## Start Supplied material

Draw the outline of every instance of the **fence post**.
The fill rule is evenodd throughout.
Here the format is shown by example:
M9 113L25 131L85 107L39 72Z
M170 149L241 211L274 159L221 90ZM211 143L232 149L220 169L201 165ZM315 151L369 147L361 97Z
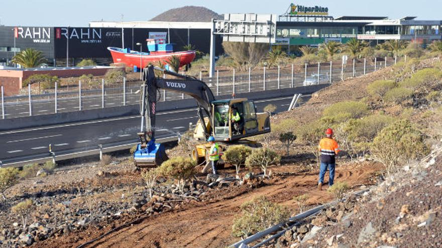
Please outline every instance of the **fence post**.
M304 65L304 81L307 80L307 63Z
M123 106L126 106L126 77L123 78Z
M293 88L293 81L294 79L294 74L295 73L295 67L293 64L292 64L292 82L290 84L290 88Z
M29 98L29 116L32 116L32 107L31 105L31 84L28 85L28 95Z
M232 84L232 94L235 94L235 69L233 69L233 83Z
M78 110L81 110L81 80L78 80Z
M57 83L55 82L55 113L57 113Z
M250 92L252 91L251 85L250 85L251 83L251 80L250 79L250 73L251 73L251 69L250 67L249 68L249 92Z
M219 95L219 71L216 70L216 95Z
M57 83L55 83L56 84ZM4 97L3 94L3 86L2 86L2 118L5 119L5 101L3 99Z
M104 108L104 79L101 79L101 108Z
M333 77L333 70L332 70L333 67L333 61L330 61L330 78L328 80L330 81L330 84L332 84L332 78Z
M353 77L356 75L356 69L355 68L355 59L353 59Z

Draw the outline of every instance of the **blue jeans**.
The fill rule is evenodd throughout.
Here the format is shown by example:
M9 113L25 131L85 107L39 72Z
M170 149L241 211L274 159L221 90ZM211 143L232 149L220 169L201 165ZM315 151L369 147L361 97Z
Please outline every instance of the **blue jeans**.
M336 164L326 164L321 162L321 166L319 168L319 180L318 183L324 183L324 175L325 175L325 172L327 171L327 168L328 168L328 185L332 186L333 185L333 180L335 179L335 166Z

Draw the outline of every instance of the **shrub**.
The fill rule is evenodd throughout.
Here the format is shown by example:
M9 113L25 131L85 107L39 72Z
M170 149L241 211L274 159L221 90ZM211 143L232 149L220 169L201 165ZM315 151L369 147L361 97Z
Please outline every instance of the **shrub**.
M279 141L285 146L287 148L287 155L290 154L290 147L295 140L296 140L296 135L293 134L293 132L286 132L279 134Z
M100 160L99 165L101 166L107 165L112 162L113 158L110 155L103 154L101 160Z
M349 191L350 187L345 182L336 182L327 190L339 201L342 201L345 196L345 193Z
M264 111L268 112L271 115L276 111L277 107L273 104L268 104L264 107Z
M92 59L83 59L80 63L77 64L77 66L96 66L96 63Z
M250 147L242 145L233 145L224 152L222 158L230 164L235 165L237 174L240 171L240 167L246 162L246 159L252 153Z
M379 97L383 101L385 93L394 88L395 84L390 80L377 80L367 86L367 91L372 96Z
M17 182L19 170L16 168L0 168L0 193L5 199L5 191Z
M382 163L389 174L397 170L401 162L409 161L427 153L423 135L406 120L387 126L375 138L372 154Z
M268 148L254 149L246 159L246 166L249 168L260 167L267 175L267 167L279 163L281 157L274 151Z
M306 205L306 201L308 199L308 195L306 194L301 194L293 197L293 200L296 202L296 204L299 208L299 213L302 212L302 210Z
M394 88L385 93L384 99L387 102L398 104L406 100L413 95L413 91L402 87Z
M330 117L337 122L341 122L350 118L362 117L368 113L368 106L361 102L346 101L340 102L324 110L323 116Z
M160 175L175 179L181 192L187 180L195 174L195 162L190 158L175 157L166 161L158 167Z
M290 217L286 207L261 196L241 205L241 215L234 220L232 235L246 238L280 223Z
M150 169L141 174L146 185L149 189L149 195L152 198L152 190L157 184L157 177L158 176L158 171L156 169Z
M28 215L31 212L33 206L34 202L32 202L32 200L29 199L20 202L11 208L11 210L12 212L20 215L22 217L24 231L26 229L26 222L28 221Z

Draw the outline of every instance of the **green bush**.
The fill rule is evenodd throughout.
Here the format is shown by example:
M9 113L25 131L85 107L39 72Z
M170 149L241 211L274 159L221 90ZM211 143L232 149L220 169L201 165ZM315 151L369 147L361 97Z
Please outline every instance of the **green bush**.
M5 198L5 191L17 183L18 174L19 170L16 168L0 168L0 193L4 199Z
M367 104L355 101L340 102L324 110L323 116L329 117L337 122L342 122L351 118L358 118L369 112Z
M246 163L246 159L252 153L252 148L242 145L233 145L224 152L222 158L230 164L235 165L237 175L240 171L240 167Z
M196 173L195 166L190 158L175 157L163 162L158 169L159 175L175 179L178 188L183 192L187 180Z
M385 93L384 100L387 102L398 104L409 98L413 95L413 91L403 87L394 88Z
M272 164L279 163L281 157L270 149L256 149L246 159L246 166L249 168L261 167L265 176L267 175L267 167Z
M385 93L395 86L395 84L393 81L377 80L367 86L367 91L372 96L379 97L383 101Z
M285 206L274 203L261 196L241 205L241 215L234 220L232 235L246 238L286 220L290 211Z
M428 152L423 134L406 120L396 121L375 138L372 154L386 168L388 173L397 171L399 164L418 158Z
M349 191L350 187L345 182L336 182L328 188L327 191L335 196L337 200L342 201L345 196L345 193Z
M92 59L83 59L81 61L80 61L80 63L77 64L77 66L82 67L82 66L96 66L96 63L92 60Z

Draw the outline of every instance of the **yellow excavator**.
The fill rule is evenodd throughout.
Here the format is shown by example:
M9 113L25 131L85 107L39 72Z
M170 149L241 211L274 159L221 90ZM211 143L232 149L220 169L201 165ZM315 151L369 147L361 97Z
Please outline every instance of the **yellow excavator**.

## End Supplied material

Objective:
Rewrite all of the rows above with every "evenodd" changed to "nonzero" and everything else kept the same. Leave the pictures out.

Solution:
Draw the outline of every instance of the **fence post**.
The fill rule is nonzero throughout.
Here the format is shown by example:
M9 113L25 131L85 107L39 72Z
M170 149L241 211L274 159L221 90ZM211 143L232 149L220 169L201 165ZM315 151L369 147L361 97Z
Please outline every instance of the **fence post**.
M304 65L304 81L307 80L307 63Z
M123 106L126 106L126 77L123 78Z
M293 88L293 81L294 79L294 74L295 73L295 67L293 64L292 64L292 82L290 84L290 88Z
M29 98L29 116L32 116L32 107L31 105L31 84L28 85L28 95Z
M232 84L232 94L235 94L235 69L233 69L233 83Z
M78 110L81 110L81 80L78 80Z
M57 83L55 82L55 113L57 113Z
M250 92L252 91L251 85L250 85L251 83L251 80L250 79L250 73L251 73L251 69L250 67L249 68L249 92Z
M219 95L219 71L216 70L216 95Z
M57 83L55 83L56 84ZM4 97L3 94L3 86L2 86L2 118L5 119L5 101L3 99Z
M104 108L104 79L101 79L101 108Z
M333 77L333 70L332 70L333 67L333 61L330 61L330 78L328 80L330 81L330 84L332 84L332 78Z
M353 77L356 75L356 69L355 68L355 59L353 59Z

Draw the outline of every instance of the **blue jeans**.
The fill rule is nonzero throughout.
Here the format is shown by example:
M9 113L25 131L85 107L39 72Z
M170 149L241 211L274 159L221 90ZM211 143L232 149L220 169L201 165ZM315 151L369 147L361 97Z
Please outline every instance of the **blue jeans**.
M336 164L326 164L321 162L321 166L319 168L319 180L318 183L324 183L324 175L325 175L325 172L327 171L327 168L328 168L328 185L332 186L333 185L333 180L335 179L335 166Z

Draw the outline of every instance of the **shrub**.
The fill rule is nonzero throughout.
Here the format is shown by example:
M9 113L25 131L85 107L39 72Z
M170 149L241 211L274 159L221 90ZM211 143L232 149L220 169L201 165ZM315 151L369 147L361 97Z
Please outline every instance of the **shrub**.
M279 141L285 146L287 148L287 155L290 154L290 147L295 140L296 140L296 135L293 134L293 132L286 132L279 134Z
M100 160L99 165L101 166L107 165L112 162L113 158L110 155L103 154L101 160Z
M349 191L350 187L345 182L336 182L327 190L339 201L342 201L345 196L345 193Z
M264 111L268 112L271 115L276 111L277 107L273 104L268 104L264 107Z
M92 59L83 59L80 63L77 64L77 66L96 66L96 63Z
M250 147L242 145L233 145L224 152L222 158L230 164L235 165L237 174L240 171L240 167L246 162L246 159L252 153Z
M379 97L383 101L385 93L394 88L395 84L390 80L377 80L367 86L367 91L372 96Z
M17 182L19 170L16 168L0 168L0 193L5 199L5 191Z
M382 163L389 174L397 170L401 162L409 161L427 153L423 135L406 120L387 126L375 138L372 154Z
M268 148L254 149L246 159L246 166L249 168L260 167L267 175L267 167L279 163L281 157L274 151Z
M306 205L306 201L308 199L308 195L306 194L301 194L293 197L293 200L296 202L296 204L299 208L299 213L302 212L302 210Z
M394 88L385 93L384 99L387 102L398 104L406 100L413 95L413 91L402 87Z
M330 117L337 122L341 122L350 118L362 117L368 113L368 106L361 102L346 101L340 102L324 110L323 116Z
M160 175L175 179L181 192L187 180L195 174L195 162L190 158L175 157L166 161L158 167Z
M290 217L286 207L261 196L241 205L241 215L234 220L232 235L246 238L280 223Z
M150 169L141 174L146 185L149 189L149 195L152 198L152 190L157 184L157 177L158 176L158 171L156 169Z
M28 215L31 212L33 206L34 202L32 202L32 200L29 199L20 202L11 208L11 210L12 212L20 215L22 217L24 231L26 229L26 222L28 221Z

Draw the outline of every instance of the **green bush**.
The fill rule is nonzero throughout.
Here the format is shown by example:
M9 113L25 131L85 107L39 72Z
M170 149L241 211L274 159L221 90ZM211 143L232 149L220 169L201 165ZM315 151L369 147L361 97Z
Please outline every instance of the **green bush**.
M5 198L5 191L17 183L18 174L19 170L16 168L0 168L0 193L4 199Z
M367 104L355 101L340 102L324 110L323 116L329 117L337 122L342 122L351 118L358 118L369 112Z
M246 163L246 159L252 153L252 148L242 145L233 145L224 152L222 158L230 164L235 165L237 175L240 171L240 167Z
M196 173L195 166L190 158L175 157L163 162L158 169L159 175L175 179L178 188L183 192L187 180Z
M385 93L384 100L387 102L398 104L409 98L413 95L413 91L403 87L394 88Z
M272 164L279 163L281 157L270 149L256 149L246 159L246 166L249 168L261 167L265 176L267 175L267 167Z
M385 93L395 86L395 84L393 81L377 80L367 86L367 91L372 96L379 97L383 101Z
M285 206L274 203L261 196L241 205L241 215L234 220L232 235L246 238L286 220L290 211Z
M428 152L423 134L406 120L396 121L375 138L372 154L386 168L388 173L397 171L399 164L418 158Z
M349 191L350 187L345 182L336 182L328 188L327 191L335 196L337 200L342 201L345 196L345 193Z
M92 59L83 59L81 61L80 61L80 63L77 64L77 66L82 67L82 66L96 66L96 63L92 60Z

Draw the outline of every instance of the **yellow excavator**.
The fill rule is nonzero throughout.
Here the format is shown by example:
M9 113L25 131L85 107L39 72Z
M170 149L241 211L274 159L221 90ZM211 143L232 149L220 169L201 165ZM315 151L369 147L361 97Z
Please outline every instance of the **yellow excavator**.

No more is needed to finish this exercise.